**ВЫБРАННЫЙ ОТРЫВОК:**

+ + + +

Халаты в то время были новенькие, ярких цветов – бухарский пестрый в крупных ярких пятнах и другой, желтый в мелких черных полосках, из крученого гиссарского шелка. При них черная тюбетейка в тонких белых разводах.
Зная, что М.В. любит красочные восточные вещи, я решил показать ему и мои халаты. М.В. пришел от них в полный восторг, попросил меня накинуть их на себя, полюбовался, что-то про себя подумал и сказал, что будет писать с меня портрет в этих халатах – с утра, когда я, напившись утреннего кофе, беседую у себя в кабинете, а он меня слушает и работает.
Позу он дал мне простую и лицо в профиль, так как боялся, что с фасом не справится, сил мало.
Возле меня на столике, как бы случайно, была поставлена вазочка темной бронзы на мраморном пьедестале.
Долго усаживались, искали освещения без рефлексов от розового дома напротив, ставили мольберт и холст так, чтобы писать стоя, так как сидеть во время работы М.В. не любил, и, наконец, когда все было согласовано, М.В. начал рисовать углем на холсте…
Не успели мы начать работу, как вдруг из столовой входит моя жена и говорит нам ошеломляющую новость: немцы ворвались на нашу территорию, разбомбили города и ордой движутся на нас без предупреждения и объявления войны.
Мы оба были ошеломлены, но работы М.В. не прервал и проработал более 3 часов, тогда как ему врач разрешил только 2-часовые рабочие сеансы. Но его нервная и порывистая натура остановиться не могла: он являлся, не пропуская дней, каждое утро около 11 часов и работал 3, а то и 4 часа. Домой ему после сеанса уже идти одному было трудно, он шатался, и приходилось моей дочери или знакомым соседкам проводить его домой под руку, а жил он совсем недалеко, в Сивцевом Вражке.
Когда начались воздушные бомбардировки и приходилось не спать по ночам, М.В. 3 или 4 раза на сеанс не пришел, но все-таки проработал весь июль, и только к 30 июля портрет был совсем готов…
Сеансы были для М.В. физически трудными, но работал он с охотой и страстью, приговаривая, что я-де мог быть настоящим живописцем, если бы строго следовал своим влечениям и не брал бы больших заказов.

+ + + +

**ИСХОДНЫЕ МАТЕРИАЛЫ:**
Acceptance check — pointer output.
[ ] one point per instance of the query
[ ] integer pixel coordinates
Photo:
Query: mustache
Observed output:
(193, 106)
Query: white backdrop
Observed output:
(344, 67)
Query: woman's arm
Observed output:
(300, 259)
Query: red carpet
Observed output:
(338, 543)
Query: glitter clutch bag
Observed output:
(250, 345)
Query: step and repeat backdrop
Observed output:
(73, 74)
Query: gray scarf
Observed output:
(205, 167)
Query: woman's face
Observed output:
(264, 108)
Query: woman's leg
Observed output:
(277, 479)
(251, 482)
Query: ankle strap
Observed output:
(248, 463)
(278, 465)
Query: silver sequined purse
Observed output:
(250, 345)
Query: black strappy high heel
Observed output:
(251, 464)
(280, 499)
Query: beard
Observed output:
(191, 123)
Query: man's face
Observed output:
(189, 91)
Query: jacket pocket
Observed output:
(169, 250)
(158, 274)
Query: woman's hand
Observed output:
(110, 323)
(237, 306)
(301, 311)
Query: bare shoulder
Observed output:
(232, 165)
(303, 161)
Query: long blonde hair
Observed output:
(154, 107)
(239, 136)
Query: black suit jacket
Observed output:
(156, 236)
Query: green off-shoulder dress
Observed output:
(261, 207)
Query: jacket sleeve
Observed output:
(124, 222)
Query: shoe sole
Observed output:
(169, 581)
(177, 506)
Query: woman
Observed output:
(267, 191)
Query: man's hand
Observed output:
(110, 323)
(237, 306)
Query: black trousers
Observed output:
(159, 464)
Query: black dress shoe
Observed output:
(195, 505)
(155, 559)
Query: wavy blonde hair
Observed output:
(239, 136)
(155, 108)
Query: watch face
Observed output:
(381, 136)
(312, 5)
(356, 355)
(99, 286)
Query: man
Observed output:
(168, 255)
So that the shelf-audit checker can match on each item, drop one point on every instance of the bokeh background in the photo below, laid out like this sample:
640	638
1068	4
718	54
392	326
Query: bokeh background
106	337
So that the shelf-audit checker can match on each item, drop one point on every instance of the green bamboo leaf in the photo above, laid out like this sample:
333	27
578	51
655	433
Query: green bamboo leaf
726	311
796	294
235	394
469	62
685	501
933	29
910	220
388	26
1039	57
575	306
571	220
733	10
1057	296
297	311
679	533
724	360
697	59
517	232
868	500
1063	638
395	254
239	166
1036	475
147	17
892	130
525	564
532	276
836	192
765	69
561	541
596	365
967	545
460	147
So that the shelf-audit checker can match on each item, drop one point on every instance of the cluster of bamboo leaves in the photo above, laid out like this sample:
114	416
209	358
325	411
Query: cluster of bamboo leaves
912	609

+ + + +

**ЧТО ПРЕДСТОИТ СДЕЛАТЬ:**
• a. Почему в отрывке о работе над портретом лицо позирующего изображено в профиль? Ответьте в одном–трех предложениях.
• b. Выпишите без изменений из отрывка о работе над портретом фрагмент, начиная с «Позу он дал» и заканчивая «на мраморном пьедестале.».

**ОТВЕТЫ ПО ЗАДАНИЯМ:**
• a. Художник боялся, что с изображением лица анфас не справится, так как сил у него было мало.

• b.
Позу он дал мне простую и лицо в профиль, так как боялся, что с фасом не справится, сил мало.
Возле меня на столике, как бы случайно, была поставлена вазочка темной бронзы на мраморном пьедестале.